### GIVEN RECORDS
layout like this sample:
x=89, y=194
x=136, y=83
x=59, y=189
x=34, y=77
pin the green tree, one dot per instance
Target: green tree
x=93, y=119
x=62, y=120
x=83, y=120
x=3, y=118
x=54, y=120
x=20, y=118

### HOW TO COMPLETE THIS TASK
Look above for the line containing "x=89, y=194"; copy from it through the last line, exactly, and nothing more.

### EXERCISE RESPONSE
x=89, y=194
x=136, y=83
x=59, y=189
x=34, y=77
pin the green tree, one dot per instance
Target: green tree
x=93, y=119
x=62, y=120
x=83, y=120
x=3, y=118
x=54, y=120
x=20, y=118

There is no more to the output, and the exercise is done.